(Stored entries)
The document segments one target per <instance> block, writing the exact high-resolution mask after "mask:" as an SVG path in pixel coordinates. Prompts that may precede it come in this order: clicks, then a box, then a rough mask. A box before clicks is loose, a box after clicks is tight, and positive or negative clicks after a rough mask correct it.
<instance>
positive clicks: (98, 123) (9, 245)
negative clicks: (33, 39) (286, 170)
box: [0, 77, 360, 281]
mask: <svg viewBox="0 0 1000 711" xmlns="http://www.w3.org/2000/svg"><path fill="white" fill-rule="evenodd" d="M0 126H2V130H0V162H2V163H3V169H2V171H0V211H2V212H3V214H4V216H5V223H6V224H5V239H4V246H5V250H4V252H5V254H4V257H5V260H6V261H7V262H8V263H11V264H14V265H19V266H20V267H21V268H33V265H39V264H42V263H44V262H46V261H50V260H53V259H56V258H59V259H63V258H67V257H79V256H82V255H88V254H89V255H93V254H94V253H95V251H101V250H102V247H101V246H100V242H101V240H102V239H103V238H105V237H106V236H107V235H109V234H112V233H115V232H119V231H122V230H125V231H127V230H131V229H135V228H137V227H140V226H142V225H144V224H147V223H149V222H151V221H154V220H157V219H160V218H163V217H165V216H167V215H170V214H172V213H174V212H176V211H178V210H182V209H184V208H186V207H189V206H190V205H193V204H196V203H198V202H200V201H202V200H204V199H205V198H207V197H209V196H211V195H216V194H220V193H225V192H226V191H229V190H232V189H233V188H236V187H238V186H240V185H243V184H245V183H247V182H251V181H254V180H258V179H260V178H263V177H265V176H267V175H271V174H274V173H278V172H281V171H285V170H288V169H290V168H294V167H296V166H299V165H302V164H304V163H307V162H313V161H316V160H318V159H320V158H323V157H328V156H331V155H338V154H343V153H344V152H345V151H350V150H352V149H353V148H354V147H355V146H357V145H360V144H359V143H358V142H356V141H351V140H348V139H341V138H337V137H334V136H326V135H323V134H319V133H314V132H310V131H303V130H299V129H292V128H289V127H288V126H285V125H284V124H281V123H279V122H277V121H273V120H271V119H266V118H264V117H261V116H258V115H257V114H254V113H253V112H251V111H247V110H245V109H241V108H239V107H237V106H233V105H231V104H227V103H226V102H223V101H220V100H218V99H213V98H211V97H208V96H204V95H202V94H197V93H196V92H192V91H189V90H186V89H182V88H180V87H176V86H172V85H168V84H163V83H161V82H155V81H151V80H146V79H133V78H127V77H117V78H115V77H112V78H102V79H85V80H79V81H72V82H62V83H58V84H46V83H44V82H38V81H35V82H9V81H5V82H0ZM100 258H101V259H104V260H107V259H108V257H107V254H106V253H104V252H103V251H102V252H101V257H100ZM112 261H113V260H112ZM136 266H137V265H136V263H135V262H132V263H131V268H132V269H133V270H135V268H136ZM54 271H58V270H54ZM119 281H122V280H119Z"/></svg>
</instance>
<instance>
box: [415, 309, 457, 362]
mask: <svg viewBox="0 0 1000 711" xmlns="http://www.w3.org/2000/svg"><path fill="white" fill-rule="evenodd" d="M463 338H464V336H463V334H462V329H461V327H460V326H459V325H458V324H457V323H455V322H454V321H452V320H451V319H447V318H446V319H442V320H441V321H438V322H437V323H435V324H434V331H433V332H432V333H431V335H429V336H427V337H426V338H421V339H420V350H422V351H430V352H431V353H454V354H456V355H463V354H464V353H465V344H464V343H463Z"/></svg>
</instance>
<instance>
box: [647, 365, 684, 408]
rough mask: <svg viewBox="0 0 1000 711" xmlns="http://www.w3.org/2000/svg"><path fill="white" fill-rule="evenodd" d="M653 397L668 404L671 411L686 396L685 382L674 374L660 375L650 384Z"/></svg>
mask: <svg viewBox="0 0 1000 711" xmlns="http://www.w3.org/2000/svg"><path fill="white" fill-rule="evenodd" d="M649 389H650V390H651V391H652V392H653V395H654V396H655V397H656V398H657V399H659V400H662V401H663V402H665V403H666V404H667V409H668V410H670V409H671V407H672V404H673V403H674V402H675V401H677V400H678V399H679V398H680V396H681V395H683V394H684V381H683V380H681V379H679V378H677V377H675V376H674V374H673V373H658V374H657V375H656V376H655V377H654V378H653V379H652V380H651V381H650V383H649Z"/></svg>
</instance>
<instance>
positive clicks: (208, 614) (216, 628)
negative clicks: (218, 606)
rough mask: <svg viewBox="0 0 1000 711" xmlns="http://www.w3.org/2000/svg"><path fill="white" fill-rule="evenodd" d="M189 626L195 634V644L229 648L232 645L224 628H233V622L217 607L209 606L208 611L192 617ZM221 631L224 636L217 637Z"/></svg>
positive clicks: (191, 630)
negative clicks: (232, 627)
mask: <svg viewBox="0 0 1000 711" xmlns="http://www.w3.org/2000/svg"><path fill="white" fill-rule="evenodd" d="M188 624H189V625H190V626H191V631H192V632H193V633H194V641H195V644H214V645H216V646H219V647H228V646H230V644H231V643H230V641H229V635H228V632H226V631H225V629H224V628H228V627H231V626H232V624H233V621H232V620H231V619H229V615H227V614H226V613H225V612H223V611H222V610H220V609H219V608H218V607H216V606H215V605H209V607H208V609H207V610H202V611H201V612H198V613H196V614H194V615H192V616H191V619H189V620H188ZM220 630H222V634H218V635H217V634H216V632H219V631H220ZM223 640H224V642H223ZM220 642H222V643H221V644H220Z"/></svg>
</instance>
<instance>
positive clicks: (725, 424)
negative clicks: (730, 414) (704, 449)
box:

WHAT YOU HAVE TO DO. Make an exact copy of every entry.

ANSWER TO THIS TASK.
The document segments one target per <instance> block, writing the exact high-resolution mask after "mask:" as an SVG path in pixel coordinates. Prompts that may precede it come in this order: clicks, then a box, then a rough mask. A box before clicks is loose, a box after clicks is tight, and positive or negative clicks after a rough mask correct it.
<instance>
positive clicks: (98, 123) (9, 245)
negative clicks: (33, 39) (286, 170)
box: [0, 77, 360, 281]
mask: <svg viewBox="0 0 1000 711" xmlns="http://www.w3.org/2000/svg"><path fill="white" fill-rule="evenodd" d="M0 126H2V130H0V162H2V163H3V169H2V171H0V211H2V212H3V214H4V216H5V223H6V224H5V239H4V246H5V250H4V252H5V254H4V257H5V260H6V261H7V262H8V263H11V264H14V265H19V266H20V267H21V268H33V265H39V264H42V263H44V262H46V261H50V260H53V259H56V258H59V259H63V258H67V257H79V256H82V255H88V254H89V255H93V254H94V253H95V251H101V250H102V247H101V246H100V242H101V240H102V239H103V238H105V237H106V236H107V235H109V234H112V233H115V232H119V231H122V230H125V231H127V230H131V229H135V228H137V227H140V226H142V225H144V224H147V223H149V222H151V221H154V220H157V219H160V218H163V217H165V216H167V215H170V214H172V213H174V212H176V211H178V210H182V209H184V208H186V207H189V206H190V205H193V204H196V203H198V202H200V201H202V200H204V199H205V198H207V197H209V196H211V195H216V194H220V193H225V192H226V191H229V190H232V189H233V188H236V187H238V186H240V185H243V184H245V183H247V182H251V181H254V180H258V179H260V178H263V177H265V176H267V175H271V174H274V173H278V172H281V171H285V170H288V169H290V168H294V167H296V166H299V165H302V164H304V163H307V162H313V161H316V160H318V159H320V158H323V157H328V156H331V155H338V154H343V153H344V152H345V151H350V150H352V149H353V148H354V147H355V146H357V145H360V144H359V143H358V142H356V141H351V140H348V139H341V138H337V137H334V136H326V135H323V134H319V133H314V132H310V131H303V130H299V129H292V128H289V127H288V126H285V125H284V124H281V123H279V122H277V121H273V120H271V119H266V118H264V117H261V116H258V115H257V114H254V113H253V112H251V111H247V110H245V109H241V108H239V107H237V106H233V105H231V104H227V103H226V102H223V101H220V100H218V99H213V98H211V97H208V96H204V95H202V94H197V93H196V92H192V91H189V90H186V89H182V88H180V87H176V86H172V85H168V84H163V83H161V82H155V81H151V80H146V79H133V78H127V77H117V78H115V77H112V78H102V79H85V80H79V81H72V82H62V83H58V84H46V83H44V82H38V81H35V82H9V81H5V82H0ZM100 258H101V259H104V260H107V259H108V257H107V254H106V253H104V252H103V251H102V252H101V257H100ZM112 261H113V260H112ZM136 266H137V265H136V263H135V262H132V263H131V268H132V269H133V270H135V268H136ZM54 271H58V270H54ZM119 281H122V280H119Z"/></svg>
</instance>
<instance>
box: [415, 309, 457, 362]
mask: <svg viewBox="0 0 1000 711" xmlns="http://www.w3.org/2000/svg"><path fill="white" fill-rule="evenodd" d="M463 338H464V336H463V334H462V329H461V327H460V326H459V325H458V324H457V323H455V322H454V321H452V320H451V319H447V318H446V319H442V320H441V321H438V322H437V323H435V324H434V331H433V332H432V333H431V335H429V336H427V337H426V338H421V339H420V350H422V351H430V352H431V353H454V354H456V355H463V354H464V353H465V344H464V343H463Z"/></svg>
</instance>
<instance>
box: [647, 365, 684, 408]
rough mask: <svg viewBox="0 0 1000 711" xmlns="http://www.w3.org/2000/svg"><path fill="white" fill-rule="evenodd" d="M653 397L668 404L671 411L686 396L685 382L674 374L660 375L650 384Z"/></svg>
mask: <svg viewBox="0 0 1000 711" xmlns="http://www.w3.org/2000/svg"><path fill="white" fill-rule="evenodd" d="M649 389H650V390H651V391H652V392H653V395H654V396H655V397H656V398H657V399H659V400H662V401H663V402H665V403H666V404H667V409H668V410H670V409H671V407H672V404H673V403H674V402H675V401H677V400H678V399H679V398H680V396H681V395H683V394H684V381H683V380H681V379H679V378H677V377H675V376H674V374H673V373H658V374H657V375H656V376H655V377H654V378H653V379H652V380H651V381H650V383H649Z"/></svg>
</instance>
<instance>
positive clicks: (208, 614) (216, 628)
negative clicks: (218, 606)
rough mask: <svg viewBox="0 0 1000 711" xmlns="http://www.w3.org/2000/svg"><path fill="white" fill-rule="evenodd" d="M189 626L195 634V644L229 648L232 645L224 628H233V622L217 607L209 606L208 611L192 617ZM221 631L224 636L217 637Z"/></svg>
positive clicks: (191, 630)
negative clicks: (232, 627)
mask: <svg viewBox="0 0 1000 711" xmlns="http://www.w3.org/2000/svg"><path fill="white" fill-rule="evenodd" d="M188 624H189V625H190V626H191V631H192V632H193V633H194V641H195V644H214V645H216V646H219V647H228V646H230V644H231V643H230V641H229V635H228V632H226V631H225V629H224V628H228V627H231V626H232V624H233V621H232V620H231V619H229V615H227V614H226V613H225V612H223V611H222V610H220V609H219V608H218V607H216V606H215V605H209V607H208V609H207V610H202V611H201V612H198V613H196V614H194V615H192V616H191V619H189V620H188ZM220 630H222V634H218V635H217V634H216V632H219V631H220ZM223 640H224V642H223ZM220 642H222V643H221V644H220Z"/></svg>
</instance>
<instance>
positive clicks: (725, 424)
negative clicks: (730, 414) (704, 449)
box:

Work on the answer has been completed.